## [Auszug]

▼

Aber auch für Menschen mit Beeinträchtigungen stellt sich der von mir verfolgte menschenrechtliche Ansatz der Teilhabe als eine Herausforderung dar. Sie sind Teil der Vielfalt des gesellschaftlichen Lebens und haben nun im Rahmen ihrer Möglichkeiten die Chance, dies selbstbestimmt anzunehmen und auszuüben.

Deshalb geht es in meiner Regierungserklärung in erster Linie nicht um verschiedene Schwerpunkte im Bereich des Sozialministeriums und auch nicht, wie gesagt, um eine Bestandsaufnahme. Das, was ich heute sagen werde, ist in die Zukunft gerichtet.

Ich habe vier Thesen. Diese lauten:

Erstens. Teilhabe ist in allen Bereichen und allen politischen Aufgabenfeldern möglich. Wir müssen aber dazu bereit sein.

Zweitens. Teilhabe für alle ist auch unter den Bedingungen des demografischen Wandels möglich.

Drittens. Teilhabe erfordert nicht zwingend mehr Geld, aber sicher neue Konzepte.

▲

## [Aufgaben]
• a. Geben Sie aus dem Auszug den Abschnitt wörtlich aus, der mit den Worten "Deshalb geht es" beginnt und mit "die Zukunft gerichtet." endet.
• b. Was erfordert Teilhabe laut der dritten These im Auszug nicht zwingend?
• c. Fassen Sie den Absatz des Auszugs, der mit "Deshalb geht es in meiner Regierungserklärung" beginnt, in knapperer Form zusammen.

[Extrahierte Dateneinträge]
▼

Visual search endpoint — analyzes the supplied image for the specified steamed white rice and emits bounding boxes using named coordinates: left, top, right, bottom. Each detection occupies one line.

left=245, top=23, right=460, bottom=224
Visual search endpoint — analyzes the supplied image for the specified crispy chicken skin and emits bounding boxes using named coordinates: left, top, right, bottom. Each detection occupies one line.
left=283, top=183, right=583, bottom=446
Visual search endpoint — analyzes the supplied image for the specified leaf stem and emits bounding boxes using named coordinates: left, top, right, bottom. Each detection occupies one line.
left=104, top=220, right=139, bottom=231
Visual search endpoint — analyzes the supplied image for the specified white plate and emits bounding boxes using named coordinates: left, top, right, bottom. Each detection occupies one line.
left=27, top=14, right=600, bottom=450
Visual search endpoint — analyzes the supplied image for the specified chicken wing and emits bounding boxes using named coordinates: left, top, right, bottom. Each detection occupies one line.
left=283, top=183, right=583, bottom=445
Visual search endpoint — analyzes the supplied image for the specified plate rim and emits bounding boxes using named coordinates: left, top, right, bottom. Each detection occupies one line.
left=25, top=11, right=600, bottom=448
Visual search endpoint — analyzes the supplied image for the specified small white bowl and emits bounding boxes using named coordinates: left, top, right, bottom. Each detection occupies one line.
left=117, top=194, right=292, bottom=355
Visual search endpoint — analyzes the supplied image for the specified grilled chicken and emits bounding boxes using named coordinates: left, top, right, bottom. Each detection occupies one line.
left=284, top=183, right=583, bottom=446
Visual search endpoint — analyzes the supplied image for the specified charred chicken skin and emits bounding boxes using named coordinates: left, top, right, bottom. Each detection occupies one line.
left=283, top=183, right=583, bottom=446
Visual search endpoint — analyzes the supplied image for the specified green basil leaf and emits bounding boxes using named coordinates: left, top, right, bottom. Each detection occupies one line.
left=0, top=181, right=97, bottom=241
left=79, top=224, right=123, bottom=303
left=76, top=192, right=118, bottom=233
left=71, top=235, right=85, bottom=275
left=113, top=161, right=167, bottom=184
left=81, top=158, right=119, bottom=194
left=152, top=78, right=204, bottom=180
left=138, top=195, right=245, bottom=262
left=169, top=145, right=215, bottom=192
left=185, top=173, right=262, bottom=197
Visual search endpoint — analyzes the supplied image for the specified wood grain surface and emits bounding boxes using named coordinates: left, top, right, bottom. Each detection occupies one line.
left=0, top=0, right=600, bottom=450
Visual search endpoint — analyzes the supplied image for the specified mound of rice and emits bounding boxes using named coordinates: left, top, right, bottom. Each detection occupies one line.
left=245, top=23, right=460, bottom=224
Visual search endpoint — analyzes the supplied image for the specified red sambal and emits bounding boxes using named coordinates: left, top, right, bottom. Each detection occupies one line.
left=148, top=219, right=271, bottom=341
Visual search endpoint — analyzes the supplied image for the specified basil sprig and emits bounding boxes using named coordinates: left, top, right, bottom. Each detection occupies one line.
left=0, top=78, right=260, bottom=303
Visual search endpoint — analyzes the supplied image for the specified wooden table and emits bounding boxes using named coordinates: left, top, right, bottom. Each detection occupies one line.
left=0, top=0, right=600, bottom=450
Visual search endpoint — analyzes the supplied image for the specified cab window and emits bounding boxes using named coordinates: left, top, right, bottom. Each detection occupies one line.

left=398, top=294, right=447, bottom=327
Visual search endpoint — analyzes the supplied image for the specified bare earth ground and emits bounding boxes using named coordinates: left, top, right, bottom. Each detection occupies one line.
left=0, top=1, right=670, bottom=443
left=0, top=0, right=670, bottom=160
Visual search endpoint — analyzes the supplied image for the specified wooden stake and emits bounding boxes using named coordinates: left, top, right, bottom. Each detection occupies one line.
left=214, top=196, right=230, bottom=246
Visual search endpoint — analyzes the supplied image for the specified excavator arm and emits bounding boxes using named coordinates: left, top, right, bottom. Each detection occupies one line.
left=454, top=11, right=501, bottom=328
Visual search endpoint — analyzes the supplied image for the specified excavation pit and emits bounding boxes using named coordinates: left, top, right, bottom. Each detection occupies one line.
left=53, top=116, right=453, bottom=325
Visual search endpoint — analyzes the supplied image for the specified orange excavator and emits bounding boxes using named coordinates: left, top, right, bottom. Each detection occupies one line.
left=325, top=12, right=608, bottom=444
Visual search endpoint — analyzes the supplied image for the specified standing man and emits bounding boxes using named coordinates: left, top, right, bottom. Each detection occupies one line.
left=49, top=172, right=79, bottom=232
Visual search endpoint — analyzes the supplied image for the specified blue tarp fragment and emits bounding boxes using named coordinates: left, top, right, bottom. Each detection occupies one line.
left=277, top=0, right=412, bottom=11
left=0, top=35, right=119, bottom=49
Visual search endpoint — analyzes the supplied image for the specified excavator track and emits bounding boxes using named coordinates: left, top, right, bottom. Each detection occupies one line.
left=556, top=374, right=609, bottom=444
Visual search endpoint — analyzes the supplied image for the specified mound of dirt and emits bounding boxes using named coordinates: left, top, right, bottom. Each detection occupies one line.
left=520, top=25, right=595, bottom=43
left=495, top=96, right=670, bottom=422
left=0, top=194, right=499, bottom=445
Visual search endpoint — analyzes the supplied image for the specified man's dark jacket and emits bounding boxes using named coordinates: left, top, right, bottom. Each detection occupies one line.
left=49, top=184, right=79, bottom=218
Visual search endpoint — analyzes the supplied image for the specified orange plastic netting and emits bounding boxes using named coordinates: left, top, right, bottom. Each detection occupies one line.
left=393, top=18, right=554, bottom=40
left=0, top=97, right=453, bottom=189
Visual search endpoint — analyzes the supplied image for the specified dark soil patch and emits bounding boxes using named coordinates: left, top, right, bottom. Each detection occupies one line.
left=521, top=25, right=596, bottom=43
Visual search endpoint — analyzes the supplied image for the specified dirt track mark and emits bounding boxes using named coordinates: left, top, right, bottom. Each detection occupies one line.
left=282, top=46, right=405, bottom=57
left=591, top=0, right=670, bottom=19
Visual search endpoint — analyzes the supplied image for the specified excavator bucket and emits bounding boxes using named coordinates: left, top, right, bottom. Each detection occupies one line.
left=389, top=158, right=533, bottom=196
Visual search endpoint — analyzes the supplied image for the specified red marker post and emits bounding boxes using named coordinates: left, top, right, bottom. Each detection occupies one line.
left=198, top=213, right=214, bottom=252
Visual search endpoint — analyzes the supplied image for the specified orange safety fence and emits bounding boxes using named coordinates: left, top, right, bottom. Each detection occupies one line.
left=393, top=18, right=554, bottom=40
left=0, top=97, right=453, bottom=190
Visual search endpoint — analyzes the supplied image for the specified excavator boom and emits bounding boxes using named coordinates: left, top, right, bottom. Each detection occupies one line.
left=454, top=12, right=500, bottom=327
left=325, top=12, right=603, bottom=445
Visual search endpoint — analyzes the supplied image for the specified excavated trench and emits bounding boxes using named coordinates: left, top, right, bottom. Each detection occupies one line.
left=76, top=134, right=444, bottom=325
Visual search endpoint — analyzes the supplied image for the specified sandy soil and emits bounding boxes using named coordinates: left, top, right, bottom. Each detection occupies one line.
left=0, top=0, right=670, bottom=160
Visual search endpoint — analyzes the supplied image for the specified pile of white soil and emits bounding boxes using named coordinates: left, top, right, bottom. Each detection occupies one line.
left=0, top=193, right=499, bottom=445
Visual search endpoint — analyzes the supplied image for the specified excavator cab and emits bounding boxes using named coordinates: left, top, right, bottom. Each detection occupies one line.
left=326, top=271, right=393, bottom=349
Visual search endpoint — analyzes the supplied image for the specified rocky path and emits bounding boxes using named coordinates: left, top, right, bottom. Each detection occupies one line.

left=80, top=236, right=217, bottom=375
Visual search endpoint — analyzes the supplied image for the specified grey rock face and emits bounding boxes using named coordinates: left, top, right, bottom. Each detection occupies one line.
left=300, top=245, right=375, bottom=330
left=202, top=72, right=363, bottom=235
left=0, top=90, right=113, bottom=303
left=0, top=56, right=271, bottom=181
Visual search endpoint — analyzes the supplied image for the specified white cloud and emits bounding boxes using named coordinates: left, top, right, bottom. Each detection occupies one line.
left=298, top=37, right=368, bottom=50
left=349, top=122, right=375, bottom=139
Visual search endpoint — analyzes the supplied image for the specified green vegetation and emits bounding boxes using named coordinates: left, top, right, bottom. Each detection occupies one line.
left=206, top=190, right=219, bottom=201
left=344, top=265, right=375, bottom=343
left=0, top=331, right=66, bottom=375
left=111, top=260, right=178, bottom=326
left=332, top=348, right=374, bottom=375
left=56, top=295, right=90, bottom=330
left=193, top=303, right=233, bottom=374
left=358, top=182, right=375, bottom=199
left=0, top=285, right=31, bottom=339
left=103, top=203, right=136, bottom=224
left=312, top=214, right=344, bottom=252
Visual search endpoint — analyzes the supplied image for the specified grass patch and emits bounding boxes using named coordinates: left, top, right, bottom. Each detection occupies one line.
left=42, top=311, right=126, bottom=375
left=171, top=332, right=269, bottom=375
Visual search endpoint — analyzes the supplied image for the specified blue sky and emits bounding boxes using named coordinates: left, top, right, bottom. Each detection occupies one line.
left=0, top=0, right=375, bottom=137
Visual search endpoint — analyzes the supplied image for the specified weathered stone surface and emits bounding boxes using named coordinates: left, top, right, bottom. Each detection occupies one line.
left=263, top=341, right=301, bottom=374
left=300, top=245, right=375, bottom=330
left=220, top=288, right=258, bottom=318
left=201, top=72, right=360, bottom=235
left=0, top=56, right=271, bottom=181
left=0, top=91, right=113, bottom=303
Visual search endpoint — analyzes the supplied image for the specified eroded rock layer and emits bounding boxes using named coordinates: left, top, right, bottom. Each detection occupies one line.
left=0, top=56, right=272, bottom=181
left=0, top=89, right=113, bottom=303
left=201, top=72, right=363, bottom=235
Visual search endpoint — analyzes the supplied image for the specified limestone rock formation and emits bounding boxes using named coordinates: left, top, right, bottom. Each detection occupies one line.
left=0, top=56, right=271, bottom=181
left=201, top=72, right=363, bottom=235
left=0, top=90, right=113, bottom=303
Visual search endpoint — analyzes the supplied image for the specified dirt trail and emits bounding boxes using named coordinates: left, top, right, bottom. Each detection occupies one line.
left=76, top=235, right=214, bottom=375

▲

## [Lösungen]
• a.
Deshalb geht es in meiner Regierungserklärung in erster Linie nicht um verschiedene Schwerpunkte im Bereich des Sozialministeriums und auch nicht, wie gesagt, um eine Bestandsaufnahme. Das, was ich heute sagen werde, ist in die Zukunft gerichtet.

• b. Mehr Geld.

• c. Die Regierungserklärung behandelt in erster Linie weder verschiedene Schwerpunkte des Sozialministeriums noch eine Bestandsaufnahme, sondern ist in die Zukunft gerichtet.